| EXERCISE |
Each line of the data should be duplicated precisely.

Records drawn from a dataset
==========

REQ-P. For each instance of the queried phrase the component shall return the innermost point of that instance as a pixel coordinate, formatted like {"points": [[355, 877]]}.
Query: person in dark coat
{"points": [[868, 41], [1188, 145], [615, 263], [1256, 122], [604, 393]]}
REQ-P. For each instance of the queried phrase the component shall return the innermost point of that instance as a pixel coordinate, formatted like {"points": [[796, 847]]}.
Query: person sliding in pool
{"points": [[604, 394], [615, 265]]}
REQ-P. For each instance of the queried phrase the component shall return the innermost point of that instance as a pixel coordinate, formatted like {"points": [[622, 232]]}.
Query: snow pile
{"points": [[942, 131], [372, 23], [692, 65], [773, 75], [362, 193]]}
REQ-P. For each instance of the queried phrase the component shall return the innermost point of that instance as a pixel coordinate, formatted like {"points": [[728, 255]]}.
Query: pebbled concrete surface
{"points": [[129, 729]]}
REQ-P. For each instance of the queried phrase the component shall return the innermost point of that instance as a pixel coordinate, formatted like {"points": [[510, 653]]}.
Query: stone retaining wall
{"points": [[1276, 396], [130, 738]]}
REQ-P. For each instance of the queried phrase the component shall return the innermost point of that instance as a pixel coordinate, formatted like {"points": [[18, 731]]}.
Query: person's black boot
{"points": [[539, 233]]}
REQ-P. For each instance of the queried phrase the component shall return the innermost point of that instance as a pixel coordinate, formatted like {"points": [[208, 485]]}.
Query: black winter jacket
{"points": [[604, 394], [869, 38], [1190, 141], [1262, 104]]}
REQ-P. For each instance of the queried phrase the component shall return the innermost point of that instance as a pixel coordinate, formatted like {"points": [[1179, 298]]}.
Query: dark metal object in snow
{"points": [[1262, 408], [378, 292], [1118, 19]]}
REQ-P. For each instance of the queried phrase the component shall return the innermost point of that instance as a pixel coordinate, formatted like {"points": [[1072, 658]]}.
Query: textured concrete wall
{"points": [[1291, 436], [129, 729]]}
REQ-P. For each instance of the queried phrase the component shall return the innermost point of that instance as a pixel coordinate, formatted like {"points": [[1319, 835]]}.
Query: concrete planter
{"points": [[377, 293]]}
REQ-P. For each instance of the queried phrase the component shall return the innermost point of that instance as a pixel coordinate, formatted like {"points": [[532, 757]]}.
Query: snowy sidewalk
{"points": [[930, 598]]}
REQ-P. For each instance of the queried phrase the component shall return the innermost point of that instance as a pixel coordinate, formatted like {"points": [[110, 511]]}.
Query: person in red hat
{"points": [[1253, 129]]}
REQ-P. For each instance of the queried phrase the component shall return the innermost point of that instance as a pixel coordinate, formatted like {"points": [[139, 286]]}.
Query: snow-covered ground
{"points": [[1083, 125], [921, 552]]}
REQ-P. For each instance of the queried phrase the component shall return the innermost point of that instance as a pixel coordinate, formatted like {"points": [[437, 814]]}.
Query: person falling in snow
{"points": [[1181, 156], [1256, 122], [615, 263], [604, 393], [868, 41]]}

==========

| ANSWER BELOW |
REQ-P. For each instance of the queried phrase the component shall return the innermost point of that instance as a pixel coordinate, formatted like {"points": [[355, 877]]}.
Query: person in dark coat
{"points": [[868, 41], [1188, 145], [615, 263], [1256, 122], [604, 393]]}
REQ-P. For each instance of the queried phrase the component shall return the innermost point of that instance as a pixel coordinate, formatted like {"points": [[796, 847]]}.
Query: person sliding in pool
{"points": [[604, 394], [615, 265]]}
REQ-P. For each instance of the queried phrase the component shall return the innermost point of that instance as a pixel coordinate, formatted like {"points": [[622, 232]]}.
Query: snow pile
{"points": [[942, 131], [372, 23], [692, 65], [773, 75], [362, 193]]}
REQ-P. For each instance of the queried phrase the component shall return the innermost point of that instance as a pixel coordinate, formatted like {"points": [[728, 255]]}.
Query: pebbled concrete surface
{"points": [[129, 729]]}
REQ-P. For each instance of the queried phrase the component shall return the innermost point of that instance as a pixel coordinate, formatted like {"points": [[510, 653]]}.
Query: stone retaining wall
{"points": [[1276, 396], [130, 738]]}
REQ-P. For each instance of the queried phrase the component shall return the innermost point of that instance as a pixel coordinate, formatted like {"points": [[18, 731]]}.
Query: person's black boot
{"points": [[539, 233]]}
REQ-P. For each instance of the queried phrase the component shall return the innermost point of that instance as a pixel coordinate, formatted like {"points": [[208, 485]]}.
Query: black winter jacket
{"points": [[604, 394], [869, 38], [1190, 141], [1262, 104]]}
REQ-P. For each instance of the queried phrase the component shall return the innermost point of that instance as a pixel coordinate, formatted like {"points": [[1179, 298]]}.
Query: dark metal object in snow
{"points": [[1262, 408], [378, 292], [1118, 19]]}
REQ-P. For each instance of the queried phrase the component shall return the innermost point of that instance as a pixel coordinate, formatted like {"points": [[1072, 658]]}.
Query: textured concrete wall
{"points": [[1291, 436], [129, 729]]}
REQ-P. For each instance of the queried phrase the component shall return the innermost point of that instance as a pixel coordinate, formatted like {"points": [[1319, 835]]}.
Query: concrete planter
{"points": [[377, 293]]}
REQ-P. For each instance of the queried phrase the component shall return the innermost point of that instance as a pixel coordinate, formatted like {"points": [[532, 757]]}.
Query: snowy sidewalk
{"points": [[930, 598]]}
REQ-P. For each instance of the queried phrase the component shall return the innermost point of that instance as a pixel coordinate, formatted like {"points": [[110, 511]]}.
Query: person in red hat
{"points": [[1253, 129]]}
REQ-P. For each instance of the queried phrase the component shall return the innermost point of that instance as a pixel coordinate, formatted like {"points": [[139, 286]]}.
Query: snow-covered ground
{"points": [[1083, 125], [921, 552]]}
REQ-P. For each instance of the queried phrase the component shall return the innermost point of that instance as a pixel coordinate, formatted like {"points": [[437, 814]]}.
Query: person falling in snow
{"points": [[1181, 156], [1256, 122], [615, 263], [604, 393], [868, 41]]}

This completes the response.